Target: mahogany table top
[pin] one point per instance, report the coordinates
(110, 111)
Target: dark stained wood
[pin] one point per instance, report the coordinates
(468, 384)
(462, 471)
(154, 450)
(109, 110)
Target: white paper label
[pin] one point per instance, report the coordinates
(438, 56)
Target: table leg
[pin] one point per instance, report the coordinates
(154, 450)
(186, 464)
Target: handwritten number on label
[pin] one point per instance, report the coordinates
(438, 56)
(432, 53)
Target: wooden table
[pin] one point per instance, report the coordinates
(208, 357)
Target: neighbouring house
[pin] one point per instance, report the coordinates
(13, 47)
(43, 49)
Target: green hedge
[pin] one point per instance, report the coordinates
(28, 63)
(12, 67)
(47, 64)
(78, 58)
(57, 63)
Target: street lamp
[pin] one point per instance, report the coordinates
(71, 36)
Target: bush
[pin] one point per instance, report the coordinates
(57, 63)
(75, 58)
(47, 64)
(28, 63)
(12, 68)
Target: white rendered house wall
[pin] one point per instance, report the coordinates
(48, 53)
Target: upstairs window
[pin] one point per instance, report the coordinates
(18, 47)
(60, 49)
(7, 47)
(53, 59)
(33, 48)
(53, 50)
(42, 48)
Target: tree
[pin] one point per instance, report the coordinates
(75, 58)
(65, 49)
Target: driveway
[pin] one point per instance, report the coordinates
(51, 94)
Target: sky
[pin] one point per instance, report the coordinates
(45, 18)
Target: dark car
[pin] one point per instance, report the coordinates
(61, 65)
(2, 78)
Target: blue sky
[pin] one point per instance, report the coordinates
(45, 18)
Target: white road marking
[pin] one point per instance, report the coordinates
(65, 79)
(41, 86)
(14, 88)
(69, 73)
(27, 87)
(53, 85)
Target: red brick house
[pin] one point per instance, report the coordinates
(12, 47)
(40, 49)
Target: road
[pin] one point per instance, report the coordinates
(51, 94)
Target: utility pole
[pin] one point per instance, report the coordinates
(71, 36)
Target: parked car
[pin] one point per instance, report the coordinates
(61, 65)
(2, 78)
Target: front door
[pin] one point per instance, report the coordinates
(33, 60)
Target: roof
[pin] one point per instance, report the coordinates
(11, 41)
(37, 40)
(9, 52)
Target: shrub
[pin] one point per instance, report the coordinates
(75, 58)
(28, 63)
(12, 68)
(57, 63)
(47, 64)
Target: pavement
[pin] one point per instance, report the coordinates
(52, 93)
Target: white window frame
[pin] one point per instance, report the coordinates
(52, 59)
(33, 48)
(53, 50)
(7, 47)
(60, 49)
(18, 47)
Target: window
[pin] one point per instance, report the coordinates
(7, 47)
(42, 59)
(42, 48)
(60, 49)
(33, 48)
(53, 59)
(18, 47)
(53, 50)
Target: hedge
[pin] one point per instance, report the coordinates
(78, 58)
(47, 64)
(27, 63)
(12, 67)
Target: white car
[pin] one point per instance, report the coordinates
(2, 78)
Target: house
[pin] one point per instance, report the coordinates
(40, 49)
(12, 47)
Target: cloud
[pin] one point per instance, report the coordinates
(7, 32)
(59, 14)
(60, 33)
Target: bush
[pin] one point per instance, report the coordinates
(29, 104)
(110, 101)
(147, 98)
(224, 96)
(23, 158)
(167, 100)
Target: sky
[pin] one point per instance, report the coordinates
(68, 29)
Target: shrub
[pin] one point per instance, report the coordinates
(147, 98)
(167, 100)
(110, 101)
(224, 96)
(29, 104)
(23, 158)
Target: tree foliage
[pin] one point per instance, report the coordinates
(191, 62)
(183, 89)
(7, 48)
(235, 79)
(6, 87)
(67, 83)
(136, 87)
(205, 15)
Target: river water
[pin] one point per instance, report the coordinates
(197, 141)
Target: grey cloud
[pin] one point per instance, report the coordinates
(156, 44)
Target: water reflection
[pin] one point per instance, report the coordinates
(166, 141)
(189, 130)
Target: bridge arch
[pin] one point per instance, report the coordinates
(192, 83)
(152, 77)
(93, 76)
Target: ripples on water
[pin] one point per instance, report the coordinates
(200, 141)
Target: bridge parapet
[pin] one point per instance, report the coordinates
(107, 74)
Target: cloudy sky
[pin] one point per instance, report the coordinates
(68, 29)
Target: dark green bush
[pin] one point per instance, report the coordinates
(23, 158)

What you are asked to do :: Return the material in full, exactly as shown.

Reply ::
Target: mahogany table top
[pin] one point per instance, report the coordinates
(110, 111)
Target: dark stained wood
[pin] one point per instance, report the coordinates
(468, 384)
(462, 471)
(154, 450)
(109, 110)
Target: white paper label
[pin] one point per instance, report the coordinates
(438, 56)
Target: table leg
[pin] one point per instance, report the coordinates
(154, 450)
(186, 464)
Target: handwritten number on label
[pin] one point per instance, report the coordinates
(438, 56)
(432, 53)
Target: wooden table
[pin] one point per instance, report the coordinates
(208, 357)
Target: neighbouring house
[pin] one point per instance, report the coordinates
(13, 47)
(43, 49)
Target: green hedge
[pin] one point per instance, report the coordinates
(28, 63)
(12, 67)
(47, 64)
(78, 58)
(57, 63)
Target: street lamp
[pin] one point per instance, report the coordinates
(71, 36)
Target: bush
[pin] one point per instance, report the coordinates
(57, 63)
(75, 58)
(47, 64)
(28, 63)
(12, 68)
Target: white rendered house wall
[pin] one point per instance, report the coordinates
(48, 53)
Target: upstairs window
[pin] one point per instance, report the coordinates
(18, 47)
(60, 49)
(7, 47)
(53, 59)
(33, 48)
(53, 50)
(42, 48)
Target: tree
[pin] one point per instance, report the coordinates
(75, 58)
(65, 49)
Target: driveway
[pin] one point per instance, report the coordinates
(51, 94)
Target: sky
[pin] one point per instance, report the coordinates
(45, 18)
Target: dark car
[pin] one point per instance, report the coordinates
(61, 65)
(2, 78)
Target: blue sky
[pin] one point per instance, report the coordinates
(45, 18)
Target: white road marking
[pin] one point per instance, report the coordinates
(65, 79)
(41, 86)
(14, 88)
(69, 73)
(27, 87)
(53, 85)
Target: red brick house
[pin] one point per instance, report the coordinates
(12, 47)
(40, 49)
Target: road
[pin] one point per instance, report the coordinates
(51, 94)
Target: utility pole
[pin] one point per instance, report the coordinates
(71, 36)
Target: parked car
[pin] one point per instance, report the coordinates
(61, 65)
(2, 78)
Target: front door
[pin] one point per instance, report the coordinates
(33, 60)
Target: roof
[pin] one point per instance, report the coordinates
(11, 41)
(37, 40)
(9, 52)
Target: shrub
[pin] one point per instance, report the coordinates
(75, 58)
(28, 63)
(12, 68)
(57, 63)
(47, 64)
Target: pavement
[pin] one point per instance, report the coordinates
(52, 93)
Target: white window frame
[pin] one point per instance, report the coordinates
(52, 59)
(33, 48)
(53, 50)
(7, 47)
(60, 49)
(18, 47)
Target: window
[pin] one point per instance, report the coordinates
(7, 47)
(42, 59)
(42, 48)
(60, 49)
(33, 48)
(53, 59)
(18, 47)
(53, 50)
Target: hedge
[pin] one point per instance, report the coordinates
(78, 58)
(47, 64)
(27, 63)
(12, 67)
Target: white car
[pin] one point per instance, report the coordinates
(2, 78)
Target: house
[pin] one point per instance, report the coordinates
(40, 49)
(12, 47)
Target: cloud
[pin] one point per instance, report the coordinates
(7, 32)
(59, 14)
(60, 33)
Target: bush
[pin] one point per instance, report the coordinates
(29, 104)
(110, 101)
(147, 98)
(224, 96)
(23, 158)
(167, 100)
Target: sky
[pin] one point per instance, report the coordinates
(68, 29)
Target: shrub
[pin] one point per instance, report the coordinates
(147, 98)
(167, 100)
(110, 101)
(224, 96)
(29, 104)
(23, 158)
Target: tree foliage
[pin] one point per instance, report the coordinates
(191, 62)
(183, 89)
(7, 48)
(235, 79)
(6, 87)
(67, 83)
(136, 87)
(205, 15)
Target: river water
[pin] one point per instance, report the coordinates
(197, 141)
Target: grey cloud
[pin] one point per instance, report the coordinates
(156, 44)
Target: water reflection
[pin] one point per instance, report the coordinates
(166, 141)
(189, 130)
Target: bridge arch
[pin] one point per instance, report the coordinates
(192, 83)
(152, 77)
(93, 76)
Target: ripples on water
[pin] one point per instance, report the coordinates
(200, 141)
Target: bridge parapet
[pin] one point per instance, report the coordinates
(107, 74)
Target: cloudy sky
[pin] one point per instance, report the coordinates
(68, 29)
Target: dark green bush
[pin] one point per instance, report the coordinates
(23, 158)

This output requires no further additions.